Exercise instructions:
Transcribe the entries in full, keeping each word as it is.

*** Data listing

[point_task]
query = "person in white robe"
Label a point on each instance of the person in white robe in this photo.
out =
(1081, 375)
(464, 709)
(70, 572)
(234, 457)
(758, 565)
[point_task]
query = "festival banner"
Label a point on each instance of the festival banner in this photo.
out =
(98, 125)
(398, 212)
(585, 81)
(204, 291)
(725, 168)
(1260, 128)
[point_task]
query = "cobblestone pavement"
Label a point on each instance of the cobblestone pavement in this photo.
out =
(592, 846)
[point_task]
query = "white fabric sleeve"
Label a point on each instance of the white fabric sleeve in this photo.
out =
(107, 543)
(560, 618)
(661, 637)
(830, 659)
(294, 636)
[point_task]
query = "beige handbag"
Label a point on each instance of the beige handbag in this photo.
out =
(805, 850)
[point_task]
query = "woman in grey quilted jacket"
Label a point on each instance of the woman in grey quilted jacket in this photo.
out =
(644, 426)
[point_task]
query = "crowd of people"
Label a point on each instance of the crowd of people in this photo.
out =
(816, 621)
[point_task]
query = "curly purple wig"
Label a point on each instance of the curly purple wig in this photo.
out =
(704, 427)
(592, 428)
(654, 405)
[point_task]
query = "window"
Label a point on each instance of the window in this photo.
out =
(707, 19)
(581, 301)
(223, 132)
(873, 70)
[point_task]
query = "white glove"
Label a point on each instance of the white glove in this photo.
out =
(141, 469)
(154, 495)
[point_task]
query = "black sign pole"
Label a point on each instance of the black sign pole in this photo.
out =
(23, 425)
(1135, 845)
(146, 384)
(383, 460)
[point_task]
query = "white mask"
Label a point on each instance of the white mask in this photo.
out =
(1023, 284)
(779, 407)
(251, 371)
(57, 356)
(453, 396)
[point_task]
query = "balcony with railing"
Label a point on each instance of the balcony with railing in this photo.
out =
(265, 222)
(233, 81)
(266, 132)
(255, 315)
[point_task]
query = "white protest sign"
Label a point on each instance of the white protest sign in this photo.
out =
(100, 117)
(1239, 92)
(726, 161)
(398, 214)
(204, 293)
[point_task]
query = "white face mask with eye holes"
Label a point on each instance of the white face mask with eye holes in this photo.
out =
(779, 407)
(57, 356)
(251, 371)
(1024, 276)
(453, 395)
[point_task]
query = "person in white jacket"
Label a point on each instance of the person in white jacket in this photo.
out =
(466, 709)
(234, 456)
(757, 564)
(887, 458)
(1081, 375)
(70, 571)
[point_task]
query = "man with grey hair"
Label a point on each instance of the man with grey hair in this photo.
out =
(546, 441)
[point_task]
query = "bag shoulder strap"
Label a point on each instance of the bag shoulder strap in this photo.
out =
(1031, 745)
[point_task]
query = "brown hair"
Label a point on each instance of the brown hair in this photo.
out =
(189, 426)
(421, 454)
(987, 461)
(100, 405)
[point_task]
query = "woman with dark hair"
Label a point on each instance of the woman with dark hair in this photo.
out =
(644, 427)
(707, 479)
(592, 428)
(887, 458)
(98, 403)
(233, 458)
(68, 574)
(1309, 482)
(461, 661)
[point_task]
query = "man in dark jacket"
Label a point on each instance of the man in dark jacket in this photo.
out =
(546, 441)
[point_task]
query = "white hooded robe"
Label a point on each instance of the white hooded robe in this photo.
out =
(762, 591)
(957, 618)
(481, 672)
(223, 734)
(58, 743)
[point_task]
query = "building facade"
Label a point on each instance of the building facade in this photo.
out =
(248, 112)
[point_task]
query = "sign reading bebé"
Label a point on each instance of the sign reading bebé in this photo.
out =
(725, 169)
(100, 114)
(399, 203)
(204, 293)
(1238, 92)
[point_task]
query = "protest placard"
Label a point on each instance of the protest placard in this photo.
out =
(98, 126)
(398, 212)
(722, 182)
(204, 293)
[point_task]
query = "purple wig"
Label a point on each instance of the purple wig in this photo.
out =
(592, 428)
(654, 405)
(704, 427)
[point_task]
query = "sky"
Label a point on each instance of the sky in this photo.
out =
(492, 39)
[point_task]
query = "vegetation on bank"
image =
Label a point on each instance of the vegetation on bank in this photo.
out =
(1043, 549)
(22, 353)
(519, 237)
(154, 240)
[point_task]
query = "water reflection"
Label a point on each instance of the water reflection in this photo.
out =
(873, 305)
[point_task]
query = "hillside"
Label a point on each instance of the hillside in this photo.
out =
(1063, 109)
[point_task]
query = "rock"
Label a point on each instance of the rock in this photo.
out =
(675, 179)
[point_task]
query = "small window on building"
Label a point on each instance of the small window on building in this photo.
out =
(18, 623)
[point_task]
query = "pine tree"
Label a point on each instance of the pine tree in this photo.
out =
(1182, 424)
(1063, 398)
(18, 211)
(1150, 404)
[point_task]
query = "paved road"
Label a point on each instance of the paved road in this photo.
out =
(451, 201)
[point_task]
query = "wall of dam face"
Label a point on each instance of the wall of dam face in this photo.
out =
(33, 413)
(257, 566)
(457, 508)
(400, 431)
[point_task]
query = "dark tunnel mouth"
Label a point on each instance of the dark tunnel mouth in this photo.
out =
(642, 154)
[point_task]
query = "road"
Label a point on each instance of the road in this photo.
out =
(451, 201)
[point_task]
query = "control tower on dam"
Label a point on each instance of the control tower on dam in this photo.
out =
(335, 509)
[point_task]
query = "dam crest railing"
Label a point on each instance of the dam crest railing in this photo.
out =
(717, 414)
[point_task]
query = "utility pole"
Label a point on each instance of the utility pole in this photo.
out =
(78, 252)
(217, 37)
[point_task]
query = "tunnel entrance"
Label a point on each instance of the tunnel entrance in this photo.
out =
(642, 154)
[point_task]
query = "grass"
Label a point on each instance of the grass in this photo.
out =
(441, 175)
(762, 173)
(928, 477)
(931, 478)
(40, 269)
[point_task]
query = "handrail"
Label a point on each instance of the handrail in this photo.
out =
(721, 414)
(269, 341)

******

Result of this exercise:
[point_task]
query = "person in white robe"
Label a point on each instance of the person in white robe in this photo.
out =
(1081, 375)
(464, 709)
(70, 572)
(234, 457)
(758, 565)
[point_task]
query = "festival banner"
Label a point on each instance of the festival banner in this photo.
out =
(98, 125)
(398, 212)
(585, 81)
(204, 291)
(725, 168)
(1260, 128)
[point_task]
query = "cobblestone pavement"
Label a point on each instance of the cobblestone pavement in this photo.
out =
(592, 846)
[point_task]
query = "white fabric sleeve"
Label a point on each instance of the white fabric sleeve in this photo.
out =
(107, 543)
(560, 618)
(661, 637)
(830, 659)
(294, 636)
[point_task]
query = "beige handbag"
Label a point on each instance of the beige handbag in this photo.
out =
(805, 850)
[point_task]
query = "woman in grey quilted jacket"
Label a point on each instance of the woman in grey quilted jacket in this photo.
out =
(644, 426)
[point_task]
query = "crowd of people"
Label a point on each instance of the crowd of people in this photo.
out =
(816, 621)
[point_task]
query = "curly purple wig"
Label a point on each instance of the curly purple wig in this photo.
out =
(704, 427)
(592, 428)
(654, 405)
[point_task]
query = "window"
Label a point on each instance of the window in this photo.
out =
(707, 19)
(581, 301)
(223, 132)
(873, 70)
[point_task]
query = "white glove"
Label a point on each instance of the white glove in this photo.
out =
(141, 469)
(154, 495)
[point_task]
query = "black sign pole"
Label a point on each instance of the black sign pole in this photo.
out =
(23, 425)
(1135, 845)
(146, 384)
(383, 460)
[point_task]
query = "white mask"
Label a point on each instance of the white mask in this photo.
out =
(1023, 284)
(779, 407)
(251, 371)
(57, 356)
(453, 396)
[point_task]
query = "balcony with railing"
Label a point on each instance of the balcony with railing in this photo.
out =
(265, 222)
(233, 81)
(266, 132)
(255, 315)
[point_task]
query = "white protest sign"
Label a point on each instance of the white protest sign in this photo.
out =
(100, 117)
(1239, 92)
(726, 161)
(398, 214)
(204, 293)
[point_task]
query = "white face mask with eye holes"
Label a point on each instance of the white face mask with eye holes in this photo.
out =
(779, 407)
(57, 356)
(251, 371)
(1024, 276)
(453, 395)
[point_task]
query = "person in white jacket"
Label a point on each instance of the person in white jacket in this photo.
out =
(466, 709)
(234, 456)
(757, 564)
(887, 458)
(1081, 375)
(70, 571)
[point_task]
query = "man with grey hair"
Label a point on each instance of the man with grey hair in this photo.
out =
(546, 441)
[point_task]
query = "bag shoulder strap"
Label a point on each instance of the bag shoulder strap in this photo.
out =
(1031, 745)
[point_task]
query = "brown hair"
Label a point on each instance of the brown hair in this photo.
out =
(189, 426)
(421, 454)
(987, 461)
(100, 405)
[point_task]
query = "woman with dark hair"
Label a point on each instance of the woman with dark hair in this photo.
out =
(644, 427)
(707, 479)
(592, 428)
(887, 458)
(98, 403)
(233, 458)
(68, 574)
(1309, 482)
(461, 661)
[point_task]
query = "man in dark jacket"
Label a point on each instance of the man in dark jacket in this photo.
out =
(546, 441)
[point_task]
query = "white hooded robe"
Label a point on each instance of the white hooded robe in this photo.
out =
(762, 591)
(957, 618)
(481, 672)
(223, 734)
(58, 743)
[point_task]
query = "building facade"
Label a point on each instance of the building facade in this photo.
out =
(248, 112)
[point_task]
query = "sign reading bebé"
Label a point on each instance of the sign reading bebé in this photo.
out =
(725, 169)
(100, 114)
(399, 203)
(204, 293)
(1238, 92)
[point_task]
query = "protest placard"
Label a point on each instance of the protest placard in this photo.
out =
(98, 126)
(398, 212)
(722, 182)
(204, 293)
[point_task]
query = "purple wig"
Label a point on each instance of the purple wig in this photo.
out =
(592, 428)
(654, 405)
(704, 427)
[point_task]
query = "sky"
Label a point on each instance of the sky in this photo.
out =
(492, 39)
[point_task]
query = "vegetation on bank"
image =
Label a point on each instance of the vegetation on bank in this photo.
out =
(1043, 549)
(22, 353)
(519, 237)
(154, 240)
[point_task]
query = "water reflection"
Label a point on each instance of the water reflection in this photo.
out =
(873, 305)
[point_task]
query = "hillside"
Label a point on each instance of the hillside in this photo.
out =
(1063, 109)
[point_task]
query = "rock"
Label a point on each instance of the rock in this photo.
out =
(675, 179)
[point_task]
query = "small window on building"
Label a point on each instance of the small window on building in this photo.
out =
(18, 623)
[point_task]
query = "pine tree"
Label a point on each instance of the pine tree in this photo.
out =
(1182, 424)
(1063, 398)
(18, 211)
(1150, 404)
[point_task]
query = "paved road"
Label a point on each instance of the paved road in this photo.
out =
(451, 201)
[point_task]
query = "wall of dam face"
Label a point on each instance of the wall of dam face in this photo.
out =
(33, 413)
(257, 566)
(457, 508)
(400, 431)
[point_task]
query = "dark tunnel mouth"
Label a point on each instance of the dark tunnel mouth in this photo.
out =
(642, 154)
[point_task]
query = "road"
Label a point on each instance of the road in this photo.
out =
(451, 201)
[point_task]
query = "control tower on dam"
Label a point on each instance of the control tower on dam in this photo.
out =
(335, 509)
[point_task]
query = "dam crest railing"
Label a point on each instance of the dam crest railing in this photo.
out =
(717, 414)
[point_task]
query = "utility pole"
Label a point on each instance of the utility pole in this photo.
out =
(78, 252)
(217, 37)
[point_task]
query = "tunnel entrance"
Label a point on each instance of the tunnel entrance in this photo.
out =
(642, 154)
[point_task]
query = "grass"
Label a point on each instance of the grass in this photo.
out =
(441, 175)
(762, 173)
(928, 477)
(931, 478)
(40, 269)
[point_task]
query = "handrail"
Label a point on each instance of the handrail in this photo.
out =
(721, 414)
(269, 341)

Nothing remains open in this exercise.